#### Task details:
The response should consist of the records that follow, printed exactly.

#### Exercise data:
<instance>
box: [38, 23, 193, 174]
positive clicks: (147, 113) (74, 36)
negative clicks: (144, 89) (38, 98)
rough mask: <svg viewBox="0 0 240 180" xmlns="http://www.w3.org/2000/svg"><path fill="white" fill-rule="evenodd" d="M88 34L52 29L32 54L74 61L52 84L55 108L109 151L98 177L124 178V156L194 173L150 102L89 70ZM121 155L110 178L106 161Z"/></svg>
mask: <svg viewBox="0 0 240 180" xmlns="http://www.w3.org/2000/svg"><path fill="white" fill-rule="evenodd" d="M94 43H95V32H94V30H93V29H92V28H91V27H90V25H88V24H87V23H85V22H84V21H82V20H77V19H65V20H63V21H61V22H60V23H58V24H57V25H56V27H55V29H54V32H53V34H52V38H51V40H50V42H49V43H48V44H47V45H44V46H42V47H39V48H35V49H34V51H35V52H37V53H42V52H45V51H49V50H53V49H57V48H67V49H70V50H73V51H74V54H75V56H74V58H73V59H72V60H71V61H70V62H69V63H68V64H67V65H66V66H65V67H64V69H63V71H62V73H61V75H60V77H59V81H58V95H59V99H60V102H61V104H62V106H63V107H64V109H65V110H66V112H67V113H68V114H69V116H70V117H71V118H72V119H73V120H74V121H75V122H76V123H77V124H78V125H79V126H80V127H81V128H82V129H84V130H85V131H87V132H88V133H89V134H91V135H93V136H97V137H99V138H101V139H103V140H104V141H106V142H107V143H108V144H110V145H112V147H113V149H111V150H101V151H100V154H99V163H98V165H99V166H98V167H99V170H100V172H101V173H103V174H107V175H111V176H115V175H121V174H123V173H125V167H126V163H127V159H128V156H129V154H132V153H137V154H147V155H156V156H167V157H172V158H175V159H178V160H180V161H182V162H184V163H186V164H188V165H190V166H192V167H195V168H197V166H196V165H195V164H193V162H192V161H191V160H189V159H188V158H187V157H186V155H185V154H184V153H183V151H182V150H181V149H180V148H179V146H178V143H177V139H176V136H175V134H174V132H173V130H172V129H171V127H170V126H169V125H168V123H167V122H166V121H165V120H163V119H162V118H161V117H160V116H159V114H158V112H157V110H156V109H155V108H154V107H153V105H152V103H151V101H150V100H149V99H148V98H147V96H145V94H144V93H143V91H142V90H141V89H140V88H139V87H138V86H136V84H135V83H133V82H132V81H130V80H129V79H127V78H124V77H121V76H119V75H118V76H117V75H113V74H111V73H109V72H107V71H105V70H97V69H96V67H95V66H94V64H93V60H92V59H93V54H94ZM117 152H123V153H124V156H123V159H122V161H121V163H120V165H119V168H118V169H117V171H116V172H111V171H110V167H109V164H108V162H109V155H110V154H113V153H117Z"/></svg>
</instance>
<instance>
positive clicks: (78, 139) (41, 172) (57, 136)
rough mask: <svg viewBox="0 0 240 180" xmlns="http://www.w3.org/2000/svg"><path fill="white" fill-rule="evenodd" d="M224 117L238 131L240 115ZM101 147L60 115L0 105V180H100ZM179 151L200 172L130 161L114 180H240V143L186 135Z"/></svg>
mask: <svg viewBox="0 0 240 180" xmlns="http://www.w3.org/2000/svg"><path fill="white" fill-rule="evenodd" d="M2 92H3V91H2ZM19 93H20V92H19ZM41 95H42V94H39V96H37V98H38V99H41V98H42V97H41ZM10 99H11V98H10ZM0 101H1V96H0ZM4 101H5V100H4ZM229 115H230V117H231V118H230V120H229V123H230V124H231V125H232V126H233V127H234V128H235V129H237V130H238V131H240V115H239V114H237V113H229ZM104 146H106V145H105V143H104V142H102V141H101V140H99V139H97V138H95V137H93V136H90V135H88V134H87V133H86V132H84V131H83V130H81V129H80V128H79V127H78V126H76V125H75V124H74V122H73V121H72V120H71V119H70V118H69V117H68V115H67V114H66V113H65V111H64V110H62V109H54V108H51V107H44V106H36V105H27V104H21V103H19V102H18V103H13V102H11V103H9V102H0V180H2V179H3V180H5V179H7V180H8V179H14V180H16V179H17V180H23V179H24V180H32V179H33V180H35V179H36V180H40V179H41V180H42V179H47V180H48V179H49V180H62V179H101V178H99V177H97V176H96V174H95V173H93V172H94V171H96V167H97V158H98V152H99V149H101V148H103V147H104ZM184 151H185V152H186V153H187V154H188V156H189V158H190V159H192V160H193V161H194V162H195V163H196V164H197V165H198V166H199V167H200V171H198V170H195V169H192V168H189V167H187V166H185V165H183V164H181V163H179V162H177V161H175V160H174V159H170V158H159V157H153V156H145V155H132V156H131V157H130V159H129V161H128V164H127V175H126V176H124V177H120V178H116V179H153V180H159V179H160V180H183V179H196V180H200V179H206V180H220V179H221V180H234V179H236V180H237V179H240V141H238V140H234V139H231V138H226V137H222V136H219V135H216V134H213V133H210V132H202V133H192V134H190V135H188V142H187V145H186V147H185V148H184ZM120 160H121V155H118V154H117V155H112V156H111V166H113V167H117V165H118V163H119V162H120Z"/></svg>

#### Response to the task:
<instance>
box: [38, 23, 193, 174]
positive clicks: (147, 113) (74, 36)
negative clicks: (144, 89) (38, 98)
rough mask: <svg viewBox="0 0 240 180" xmlns="http://www.w3.org/2000/svg"><path fill="white" fill-rule="evenodd" d="M88 34L52 29L32 54L74 61L52 84L55 108L109 151L98 177L124 178V156L194 173L150 102L89 70ZM121 155L110 178L106 161Z"/></svg>
mask: <svg viewBox="0 0 240 180" xmlns="http://www.w3.org/2000/svg"><path fill="white" fill-rule="evenodd" d="M94 43H95V32H94V30H93V29H92V28H91V27H90V25H88V24H87V23H85V22H84V21H82V20H77V19H65V20H63V21H61V22H60V23H58V24H57V25H56V27H55V29H54V32H53V34H52V38H51V40H50V42H49V43H48V44H47V45H44V46H42V47H39V48H35V49H34V51H35V52H37V53H42V52H45V51H49V50H53V49H57V48H67V49H70V50H73V51H74V54H75V56H74V58H73V59H72V60H71V61H70V62H69V63H68V64H67V65H66V66H65V67H64V69H63V71H62V73H61V75H60V77H59V81H58V95H59V99H60V102H61V104H62V106H63V107H64V109H65V110H66V112H67V113H68V114H69V116H70V117H71V118H72V119H73V120H74V121H75V122H76V123H77V124H78V125H79V126H80V127H81V128H82V129H84V130H85V131H87V132H88V133H89V134H91V135H93V136H97V137H99V138H101V139H103V140H104V141H106V142H107V143H108V144H110V145H112V147H113V149H111V150H101V151H100V154H99V163H98V165H99V166H98V167H99V170H100V172H101V173H103V174H107V175H111V176H115V175H121V174H123V173H125V167H126V163H127V159H128V156H129V154H132V153H137V154H147V155H156V156H167V157H172V158H175V159H178V160H180V161H182V162H184V163H186V164H188V165H190V166H192V167H195V168H197V166H196V165H195V164H193V162H192V161H191V160H189V159H188V158H187V157H186V155H185V154H184V153H183V151H182V150H181V149H180V148H179V146H178V143H177V139H176V136H175V134H174V132H173V130H172V129H171V127H170V126H169V125H168V123H167V122H166V121H165V120H163V119H162V118H161V117H160V116H159V114H158V112H157V110H156V109H155V108H154V107H153V105H152V103H151V101H150V100H149V99H148V98H147V96H145V94H144V93H143V91H142V90H141V89H140V88H139V87H138V86H136V84H135V83H133V82H132V81H130V80H129V79H127V78H124V77H121V76H119V75H118V76H117V75H113V74H111V73H109V72H107V71H105V70H97V69H96V67H95V66H94V64H93V60H92V59H93V54H94ZM117 152H123V153H124V156H123V159H122V161H121V163H120V165H119V168H118V169H117V171H116V172H111V171H110V167H109V164H108V162H109V155H110V154H113V153H117Z"/></svg>
</instance>
<instance>
positive clicks: (78, 139) (41, 172) (57, 136)
rough mask: <svg viewBox="0 0 240 180" xmlns="http://www.w3.org/2000/svg"><path fill="white" fill-rule="evenodd" d="M224 117L238 131L240 115ZM101 147L60 115L0 105V180H100ZM179 151L200 172L130 161L114 180H240V143L186 135Z"/></svg>
mask: <svg viewBox="0 0 240 180" xmlns="http://www.w3.org/2000/svg"><path fill="white" fill-rule="evenodd" d="M2 92H3V91H2ZM19 93H20V92H19ZM41 95H42V94H39V96H37V98H38V99H41V98H42V97H41ZM10 99H11V98H10ZM0 101H1V96H0ZM4 101H5V100H4ZM229 115H230V117H231V118H230V120H229V123H230V124H231V125H232V126H233V127H234V128H235V129H237V130H238V131H240V115H239V114H237V113H229ZM104 146H106V145H105V143H104V142H102V141H101V140H99V139H97V138H95V137H93V136H90V135H88V134H87V133H86V132H84V131H83V130H81V129H80V128H79V127H78V126H76V125H75V124H74V122H73V121H72V120H71V119H70V118H69V117H68V115H67V114H66V113H65V111H64V110H62V109H54V108H51V107H44V106H36V105H27V104H21V103H19V102H18V103H13V102H11V103H9V102H0V180H2V179H3V180H5V179H7V180H8V179H14V180H16V179H17V180H23V179H24V180H32V179H33V180H35V179H36V180H40V179H41V180H42V179H47V180H48V179H49V180H62V179H101V178H99V177H97V176H96V174H95V173H93V172H94V171H96V167H97V158H98V152H99V149H101V148H103V147H104ZM184 151H185V152H186V153H187V154H188V156H189V158H190V159H192V160H193V161H194V162H195V163H196V164H197V165H198V166H199V167H200V171H198V170H195V169H192V168H189V167H187V166H185V165H183V164H181V163H179V162H177V161H175V160H174V159H170V158H159V157H153V156H145V155H132V156H131V157H130V159H129V161H128V164H127V175H126V176H124V177H120V178H116V179H153V180H159V179H160V180H183V179H196V180H200V179H206V180H220V179H221V180H234V179H236V180H237V179H240V141H238V140H234V139H231V138H226V137H222V136H219V135H216V134H213V133H210V132H202V133H192V134H190V135H188V142H187V145H186V147H185V148H184ZM120 160H121V155H118V154H117V155H112V156H111V166H113V167H117V165H118V163H119V162H120Z"/></svg>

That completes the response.